---------- Material provided ----------
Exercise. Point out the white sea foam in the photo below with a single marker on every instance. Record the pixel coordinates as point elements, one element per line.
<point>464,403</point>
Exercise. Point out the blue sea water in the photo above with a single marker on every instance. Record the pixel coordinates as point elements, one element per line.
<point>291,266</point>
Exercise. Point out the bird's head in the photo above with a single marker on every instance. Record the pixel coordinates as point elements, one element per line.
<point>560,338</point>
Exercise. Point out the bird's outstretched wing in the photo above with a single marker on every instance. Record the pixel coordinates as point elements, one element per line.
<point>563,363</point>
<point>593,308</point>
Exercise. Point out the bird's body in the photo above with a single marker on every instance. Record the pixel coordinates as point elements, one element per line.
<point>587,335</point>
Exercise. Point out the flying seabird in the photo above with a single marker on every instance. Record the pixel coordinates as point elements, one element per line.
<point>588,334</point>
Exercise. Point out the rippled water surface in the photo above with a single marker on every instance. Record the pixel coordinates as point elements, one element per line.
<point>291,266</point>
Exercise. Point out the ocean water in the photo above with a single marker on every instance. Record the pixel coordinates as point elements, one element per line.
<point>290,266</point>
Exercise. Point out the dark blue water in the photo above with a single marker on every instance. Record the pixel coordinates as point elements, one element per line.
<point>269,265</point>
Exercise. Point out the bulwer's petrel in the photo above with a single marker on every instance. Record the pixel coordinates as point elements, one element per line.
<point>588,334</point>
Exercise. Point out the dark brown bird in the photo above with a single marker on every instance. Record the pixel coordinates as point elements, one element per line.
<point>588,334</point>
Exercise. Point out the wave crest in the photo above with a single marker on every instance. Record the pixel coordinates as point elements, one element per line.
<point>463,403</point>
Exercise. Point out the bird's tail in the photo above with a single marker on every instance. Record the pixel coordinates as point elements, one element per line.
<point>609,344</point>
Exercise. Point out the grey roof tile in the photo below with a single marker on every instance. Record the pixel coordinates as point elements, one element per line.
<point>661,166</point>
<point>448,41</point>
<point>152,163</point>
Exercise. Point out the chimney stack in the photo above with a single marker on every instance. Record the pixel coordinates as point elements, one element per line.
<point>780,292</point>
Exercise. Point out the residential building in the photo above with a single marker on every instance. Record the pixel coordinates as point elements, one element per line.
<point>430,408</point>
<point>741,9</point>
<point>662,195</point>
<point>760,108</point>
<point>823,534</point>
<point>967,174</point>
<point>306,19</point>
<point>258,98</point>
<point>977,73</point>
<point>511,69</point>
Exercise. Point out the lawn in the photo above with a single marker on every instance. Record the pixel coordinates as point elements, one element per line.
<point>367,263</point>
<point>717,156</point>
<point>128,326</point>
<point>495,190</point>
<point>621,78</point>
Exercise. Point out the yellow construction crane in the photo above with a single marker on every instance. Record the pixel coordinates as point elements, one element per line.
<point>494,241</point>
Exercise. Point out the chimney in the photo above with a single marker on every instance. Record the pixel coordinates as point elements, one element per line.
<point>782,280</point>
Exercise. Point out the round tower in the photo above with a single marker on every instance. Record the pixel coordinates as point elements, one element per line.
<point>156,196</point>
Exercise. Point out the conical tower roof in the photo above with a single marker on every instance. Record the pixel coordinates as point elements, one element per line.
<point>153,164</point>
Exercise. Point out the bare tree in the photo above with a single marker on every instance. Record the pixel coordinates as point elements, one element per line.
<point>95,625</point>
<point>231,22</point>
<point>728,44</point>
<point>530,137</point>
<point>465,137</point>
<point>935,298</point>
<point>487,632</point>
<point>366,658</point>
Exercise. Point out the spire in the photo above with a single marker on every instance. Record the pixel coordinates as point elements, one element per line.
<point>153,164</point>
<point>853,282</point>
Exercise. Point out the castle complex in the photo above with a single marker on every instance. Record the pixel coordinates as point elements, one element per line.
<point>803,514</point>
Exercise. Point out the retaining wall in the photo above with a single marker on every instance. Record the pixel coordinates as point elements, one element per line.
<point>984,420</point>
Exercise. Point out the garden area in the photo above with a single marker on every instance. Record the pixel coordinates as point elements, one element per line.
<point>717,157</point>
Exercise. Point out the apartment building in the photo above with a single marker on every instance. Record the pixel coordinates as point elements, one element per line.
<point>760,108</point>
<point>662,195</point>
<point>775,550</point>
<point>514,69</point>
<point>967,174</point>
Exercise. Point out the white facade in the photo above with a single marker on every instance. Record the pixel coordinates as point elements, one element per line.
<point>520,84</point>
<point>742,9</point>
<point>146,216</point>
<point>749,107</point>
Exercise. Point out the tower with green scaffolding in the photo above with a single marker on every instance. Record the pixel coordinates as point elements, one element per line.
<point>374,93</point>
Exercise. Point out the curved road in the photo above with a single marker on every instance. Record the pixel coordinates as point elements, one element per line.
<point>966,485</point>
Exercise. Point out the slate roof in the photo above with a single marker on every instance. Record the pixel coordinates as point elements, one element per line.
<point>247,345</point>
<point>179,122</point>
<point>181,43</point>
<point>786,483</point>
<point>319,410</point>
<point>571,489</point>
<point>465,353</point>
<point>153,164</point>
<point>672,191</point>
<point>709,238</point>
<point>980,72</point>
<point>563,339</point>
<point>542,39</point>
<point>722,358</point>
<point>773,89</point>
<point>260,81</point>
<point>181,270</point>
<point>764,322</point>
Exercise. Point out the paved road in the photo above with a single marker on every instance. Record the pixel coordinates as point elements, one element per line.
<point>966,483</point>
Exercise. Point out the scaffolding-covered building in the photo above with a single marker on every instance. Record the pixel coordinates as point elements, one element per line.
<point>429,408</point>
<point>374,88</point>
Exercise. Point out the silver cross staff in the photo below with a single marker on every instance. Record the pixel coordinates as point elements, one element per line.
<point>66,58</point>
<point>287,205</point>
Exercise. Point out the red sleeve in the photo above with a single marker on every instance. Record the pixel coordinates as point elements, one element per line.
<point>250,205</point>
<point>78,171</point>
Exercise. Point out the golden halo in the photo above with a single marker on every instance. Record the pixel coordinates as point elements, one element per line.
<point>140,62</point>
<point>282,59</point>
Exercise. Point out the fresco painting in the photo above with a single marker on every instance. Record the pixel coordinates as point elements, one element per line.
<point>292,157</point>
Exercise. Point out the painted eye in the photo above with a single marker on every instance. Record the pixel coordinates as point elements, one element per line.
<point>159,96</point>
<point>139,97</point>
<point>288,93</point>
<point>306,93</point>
----------
[Directions]: Please copy every one of the records above word for word, leaving nothing out and changing nothing.

[Answer to the exercise]:
Exercise. Point out the white sea foam in the photo below with a single marker on every instance. Record the pixel coordinates as point elements, one element per line.
<point>464,403</point>
Exercise. Point out the blue sea water in the photo above with a single marker on every instance. Record the pixel coordinates as point elements, one element per line.
<point>291,266</point>
Exercise. Point out the bird's head in the photo above with a single marker on every instance. Record the pixel coordinates as point elements, one element per line.
<point>560,338</point>
Exercise. Point out the bird's outstretched wing in the photo above with a single marker on every instance. Record the pixel coordinates as point elements, one element per line.
<point>563,363</point>
<point>593,308</point>
Exercise. Point out the bird's body in the photo above with a single marker on every instance. Record the pixel coordinates as point elements, one element per line.
<point>587,335</point>
Exercise. Point out the flying seabird in the photo above with a single marker on every instance. Record the pixel coordinates as point elements, one element per line.
<point>588,334</point>
Exercise. Point out the rippled water surface in the photo above with a single marker on every instance. Record the pixel coordinates as point elements, one element per line.
<point>291,266</point>
Exercise. Point out the ocean water in the photo above with a single marker on every instance. Record the pixel coordinates as point elements, one element per line.
<point>290,266</point>
Exercise. Point out the dark blue water in the photo above with a single marker on every instance. Record the pixel coordinates as point elements, one element per line.
<point>269,265</point>
Exercise. Point out the bulwer's petrel in the photo above with a single marker on every instance. Record the pixel coordinates as point elements, one element per line.
<point>588,334</point>
Exercise. Point out the dark brown bird in the photo above with a single marker on every instance. Record the pixel coordinates as point elements, one element per line.
<point>588,334</point>
Exercise. Point out the wave crest in the photo above with a single marker on every instance. Record the pixel coordinates as point elements, one element per line.
<point>463,403</point>
Exercise. Point out the bird's tail in the photo above with a single marker on every instance. Record the pixel coordinates as point elements, one element per line.
<point>609,344</point>
Exercise. Point out the grey roof tile in the photo below with a single marker on every instance. Record the pixel coordinates as point elements, one element per line.
<point>661,166</point>
<point>448,41</point>
<point>152,163</point>
Exercise. Point out the chimney stack in the photo above with a single marker on every instance. Record the pixel coordinates as point elements, one element per line.
<point>780,292</point>
Exercise. Point out the residential building in the photo above with a single marker on every instance. Record the pixel coordinates as point elements, one element per line.
<point>430,408</point>
<point>741,9</point>
<point>662,195</point>
<point>760,108</point>
<point>823,534</point>
<point>967,174</point>
<point>306,19</point>
<point>258,98</point>
<point>977,73</point>
<point>511,69</point>
Exercise. Point out the lawn in the photo above with a single marker on every instance. Record the pixel coordinates as point elements, one element per line.
<point>367,263</point>
<point>717,156</point>
<point>128,326</point>
<point>495,190</point>
<point>621,78</point>
Exercise. Point out the yellow construction crane in the photo above with a single marker on every instance. Record the pixel coordinates as point elements, one element per line.
<point>494,241</point>
Exercise. Point out the chimney in the photo above with a single marker on every instance. Record the pixel coordinates as point elements, one element per line.
<point>782,280</point>
Exercise. Point out the round tower in the photo above with a single marker on every instance. Record the pixel coordinates as point elements, one element per line.
<point>156,196</point>
Exercise. Point out the conical tower roof in the photo above with a single marker on every instance. Record the pixel coordinates as point elements, one element per line.
<point>153,164</point>
Exercise. Point out the bare tree in the photo above with a single marker on every instance. Record the pixel coordinates as point elements, one element per line.
<point>95,625</point>
<point>231,22</point>
<point>728,44</point>
<point>530,137</point>
<point>465,137</point>
<point>935,298</point>
<point>487,632</point>
<point>366,658</point>
Exercise. Point out the spire in the photo above with a single marker on every instance. Record the pixel coordinates as point elements, one element per line.
<point>153,164</point>
<point>853,282</point>
Exercise. Point out the castle complex in the photo above with a single marker on every instance. Record the pixel coordinates as point elements, one element per line.
<point>803,514</point>
Exercise. Point out the retaining wall in the photo above with a single marker on every instance. Record the pixel coordinates as point elements, one element per line.
<point>984,420</point>
Exercise. Point out the garden area in the photo above with a single marker on every instance. Record the pixel coordinates as point elements, one element per line.
<point>717,157</point>
Exercise. Point out the apartment building in the photo above with a single marker on every instance. Record the pixel coordinates as point elements, one element per line.
<point>760,108</point>
<point>662,195</point>
<point>775,550</point>
<point>514,69</point>
<point>967,174</point>
Exercise. Point out the white facade in the photo above with a single marker on every instance. Record the pixel coordinates as point elements, one element per line.
<point>520,84</point>
<point>742,9</point>
<point>146,216</point>
<point>749,107</point>
Exercise. Point out the tower with green scaffolding in the photo above with a single marker on every instance. Record the pixel coordinates as point elements, one element per line.
<point>374,93</point>
Exercise. Point out the curved road in the photo above with a single marker on every instance. Record the pixel coordinates as point elements, one element per line.
<point>966,485</point>
Exercise. Point out the slate roof in the photo above with a single marker on every instance. Record the pixel coordinates as point elements, one element per line.
<point>247,345</point>
<point>179,122</point>
<point>181,43</point>
<point>786,483</point>
<point>319,410</point>
<point>571,489</point>
<point>465,353</point>
<point>153,164</point>
<point>672,191</point>
<point>709,238</point>
<point>980,72</point>
<point>563,339</point>
<point>542,39</point>
<point>722,358</point>
<point>773,89</point>
<point>260,81</point>
<point>181,270</point>
<point>764,322</point>
Exercise. Point out the paved road in the photo above with a single marker on every instance. Record the pixel coordinates as point elements, one element per line.
<point>966,483</point>
Exercise. Point out the scaffolding-covered building in the photo above with a single marker on every instance. Record the pixel coordinates as point elements, one element per line.
<point>429,408</point>
<point>374,88</point>
Exercise. Point out the silver cross staff in the photo below with a single marker on every instance. Record the pixel coordinates as point elements, one element per line.
<point>66,58</point>
<point>287,205</point>
Exercise. Point out the red sleeve in the photo above with a single marker on every instance. Record the pixel coordinates as point elements, one element per line.
<point>250,205</point>
<point>78,171</point>
Exercise. Point out the golden halo in the photo above with a single marker on every instance. Record the pixel coordinates as point elements, one element per line.
<point>140,62</point>
<point>282,59</point>
Exercise. Point out the fresco painting in the photo above with a single marker on every instance. Record the pixel coordinates as point elements, one element per line.
<point>292,157</point>
Exercise. Point out the painted eye in the photo above with a single marker on every instance. Record the pixel coordinates as point elements, one element per line.
<point>159,96</point>
<point>139,97</point>
<point>288,93</point>
<point>306,93</point>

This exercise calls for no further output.